PROMPT —
Copy all records verbatim.

Stored data:
◆ ◆ ◆
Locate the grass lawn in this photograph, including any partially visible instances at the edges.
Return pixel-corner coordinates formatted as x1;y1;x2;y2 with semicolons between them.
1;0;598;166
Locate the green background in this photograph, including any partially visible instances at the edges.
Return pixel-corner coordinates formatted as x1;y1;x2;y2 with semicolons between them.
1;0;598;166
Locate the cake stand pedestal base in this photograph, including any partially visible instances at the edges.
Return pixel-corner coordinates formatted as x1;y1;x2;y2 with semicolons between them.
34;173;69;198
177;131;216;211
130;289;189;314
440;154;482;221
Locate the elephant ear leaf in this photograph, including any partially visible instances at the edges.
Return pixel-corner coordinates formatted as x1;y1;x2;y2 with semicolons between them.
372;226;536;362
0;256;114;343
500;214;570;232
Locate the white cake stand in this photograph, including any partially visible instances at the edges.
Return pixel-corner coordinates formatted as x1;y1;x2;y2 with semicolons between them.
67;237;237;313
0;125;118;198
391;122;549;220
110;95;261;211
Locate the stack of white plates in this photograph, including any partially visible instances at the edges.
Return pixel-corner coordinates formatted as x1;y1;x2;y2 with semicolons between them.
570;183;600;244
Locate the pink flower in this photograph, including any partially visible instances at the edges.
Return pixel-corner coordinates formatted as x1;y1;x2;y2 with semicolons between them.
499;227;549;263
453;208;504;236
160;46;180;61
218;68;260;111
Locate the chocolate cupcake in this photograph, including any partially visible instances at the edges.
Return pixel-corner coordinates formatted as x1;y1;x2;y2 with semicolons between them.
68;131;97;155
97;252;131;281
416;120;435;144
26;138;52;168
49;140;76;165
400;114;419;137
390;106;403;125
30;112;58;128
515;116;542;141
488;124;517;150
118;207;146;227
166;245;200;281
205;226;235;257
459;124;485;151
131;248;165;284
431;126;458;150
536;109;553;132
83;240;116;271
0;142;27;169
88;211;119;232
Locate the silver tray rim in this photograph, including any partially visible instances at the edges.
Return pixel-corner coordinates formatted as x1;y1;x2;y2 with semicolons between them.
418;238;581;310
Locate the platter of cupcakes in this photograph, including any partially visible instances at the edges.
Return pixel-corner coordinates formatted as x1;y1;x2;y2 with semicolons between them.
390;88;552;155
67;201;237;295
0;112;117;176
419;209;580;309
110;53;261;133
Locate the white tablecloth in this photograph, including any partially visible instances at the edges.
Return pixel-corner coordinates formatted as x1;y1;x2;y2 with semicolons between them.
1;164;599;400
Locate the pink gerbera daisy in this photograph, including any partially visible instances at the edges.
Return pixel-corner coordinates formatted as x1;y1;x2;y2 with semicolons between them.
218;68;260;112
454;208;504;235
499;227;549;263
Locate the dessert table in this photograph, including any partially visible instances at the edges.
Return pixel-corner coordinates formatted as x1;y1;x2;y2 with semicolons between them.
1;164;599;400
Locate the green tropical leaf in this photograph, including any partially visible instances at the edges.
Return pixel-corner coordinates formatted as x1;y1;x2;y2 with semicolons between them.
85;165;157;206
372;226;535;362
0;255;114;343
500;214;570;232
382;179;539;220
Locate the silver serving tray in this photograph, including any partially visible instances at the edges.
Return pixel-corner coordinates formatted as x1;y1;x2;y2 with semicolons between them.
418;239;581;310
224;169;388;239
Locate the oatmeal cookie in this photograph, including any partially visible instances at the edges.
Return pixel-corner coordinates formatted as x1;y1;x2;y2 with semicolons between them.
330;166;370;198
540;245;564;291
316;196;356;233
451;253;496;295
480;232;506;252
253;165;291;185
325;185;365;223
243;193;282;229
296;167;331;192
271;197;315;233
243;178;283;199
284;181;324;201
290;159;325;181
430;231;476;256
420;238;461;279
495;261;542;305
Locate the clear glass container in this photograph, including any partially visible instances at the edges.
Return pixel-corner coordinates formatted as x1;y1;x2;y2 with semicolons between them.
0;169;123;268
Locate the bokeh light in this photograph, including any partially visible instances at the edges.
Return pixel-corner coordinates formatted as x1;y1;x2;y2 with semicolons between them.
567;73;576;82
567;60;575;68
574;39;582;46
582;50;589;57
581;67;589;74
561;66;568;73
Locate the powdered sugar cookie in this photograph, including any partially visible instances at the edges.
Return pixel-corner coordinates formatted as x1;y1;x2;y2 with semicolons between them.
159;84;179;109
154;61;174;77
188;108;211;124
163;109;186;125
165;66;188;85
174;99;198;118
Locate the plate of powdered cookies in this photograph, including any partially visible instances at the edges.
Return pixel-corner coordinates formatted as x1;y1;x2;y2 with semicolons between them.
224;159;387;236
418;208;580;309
◆ ◆ ◆
RESPONSE TO THIS TASK —
Locate the grass lawn in this photograph, including any partially visible instances at the edges.
Return pixel-corner coordinates formatted as x1;y1;x2;y2 with semicolons between them.
1;0;598;166
Locate the green background in this photograph, including any partially visible instances at the edges.
Return pixel-corner coordinates formatted as x1;y1;x2;y2 with semicolons between them.
1;0;598;166
Locate the cake stand pedestal base in this photograph, including any partially visible instances at the edges.
Return pixel-corner coordinates formatted as x1;y1;x2;y2 with semicolons between them.
34;173;69;198
177;131;216;211
130;289;189;314
440;154;482;221
Locate the elephant ear leaf in this photograph, including any partially visible instances at the edges.
Return pixel-corner coordinates formatted as x1;y1;x2;y2 with semicolons between them.
372;226;536;362
0;256;114;343
500;214;570;232
Locate the white cake stand in this photograph, including any partially visible instances at the edges.
Return pixel-corner coordinates formatted as x1;y1;x2;y2 with semicolons between them.
67;237;237;313
0;125;118;198
391;122;549;220
110;95;261;211
Locate the stack of white plates in this photograph, including any partially visible instances at the edges.
Return pixel-corner coordinates formatted as x1;y1;x2;y2 with semicolons between them.
570;183;600;244
Locate the pink flower in this photograph, including any partially visible instances at the edges.
Return pixel-corner coordinates formatted as x1;y1;x2;y2 with semicolons between them.
499;227;549;263
453;208;504;236
160;46;180;61
218;68;260;111
Locate the chocolate cupcake in this photograph, including any partially visible instances at the edges.
Return pixel-corner coordinates formatted as x1;y1;x2;y2 with semicolons between them.
68;131;97;155
97;252;131;281
416;120;435;144
26;138;52;168
49;140;76;165
400;114;419;137
390;106;403;125
30;112;58;128
515;116;542;141
488;124;517;150
118;207;146;227
166;245;200;281
205;226;235;257
459;124;485;151
131;248;165;284
431;126;458;150
536;109;553;132
83;240;116;271
0;142;27;169
88;211;119;232
Locate the silver tray rim in this photograph, including any partially visible instances at the edges.
Return pixel-corner coordinates formatted as x1;y1;x2;y2 with semicolons between them.
418;238;581;310
Locate the platter of cupcakes in this photograph, including any partially visible instances at the edges.
Return pixel-corner coordinates formatted as x1;y1;x2;y2 with semicolons between them.
390;88;552;155
67;201;237;295
0;112;117;176
419;209;580;309
110;53;261;133
Locate the white tablecloth in this photograph, including any partially visible instances at the edges.
Return pixel-corner coordinates formatted as x1;y1;x2;y2 with semicolons between them.
1;164;599;400
Locate the pink gerbera daisy in this photograph, including any partially visible instances at the edges.
Return pixel-corner coordinates formatted as x1;y1;x2;y2 with semicolons between them.
218;68;260;112
454;208;504;235
499;227;549;263
Locate the dessert table in this photograph, including any partially visible instances at the edges.
Return pixel-corner coordinates formatted as x1;y1;x2;y2 with semicolons between them.
1;164;599;400
Locate the green tropical leaf in this photograph, including any partially visible instances at the edges.
Return pixel-corner coordinates formatted as x1;y1;x2;y2 with semicolons between them.
85;165;157;206
372;226;535;362
0;255;114;343
500;214;570;232
382;179;539;220
Locate the silver serving tray in this photograph, including any partially visible instances at the edges.
Return pixel-corner coordinates formatted as x1;y1;x2;y2 with semicolons between them.
418;239;581;310
224;169;388;239
Locate the oatmeal cookie in this photograph, including any partially visible instances at the edges.
Return pixel-corner coordinates formatted as x1;y1;x2;y2 with semicolons between them.
330;166;370;198
540;245;564;291
316;196;356;233
451;253;496;295
480;232;506;252
253;165;291;185
325;185;365;223
243;193;282;229
296;167;331;192
271;197;315;233
243;178;283;199
284;181;324;201
290;159;325;181
430;231;476;256
420;238;461;279
495;261;542;305
Locate the clear glass container in this photograph, including any partially visible instances at the edges.
Return pixel-corner coordinates formatted as x1;y1;x2;y2 with semicolons between them.
0;169;123;268
Locate the bokeh light in this photograph, including any partially visible instances at the edges.
Return pixel-corner coordinates formatted as x1;y1;x2;y2 with semicolons between them.
567;73;576;82
567;60;575;68
574;39;582;46
582;50;589;57
581;67;589;74
561;66;568;73
Locate the powdered sugar cookie in this photograph, including any partially visible instances at the edges.
Return pixel-corner coordinates formatted as x1;y1;x2;y2 with semicolons between them.
159;84;179;109
154;61;174;77
188;108;211;124
163;109;186;125
165;66;188;85
174;99;198;118
Locate the plate of powdered cookies in this photograph, including any partially visible instances at the edges.
Return pixel-corner coordinates formatted as x1;y1;x2;y2 with semicolons between them.
224;159;387;236
418;208;580;309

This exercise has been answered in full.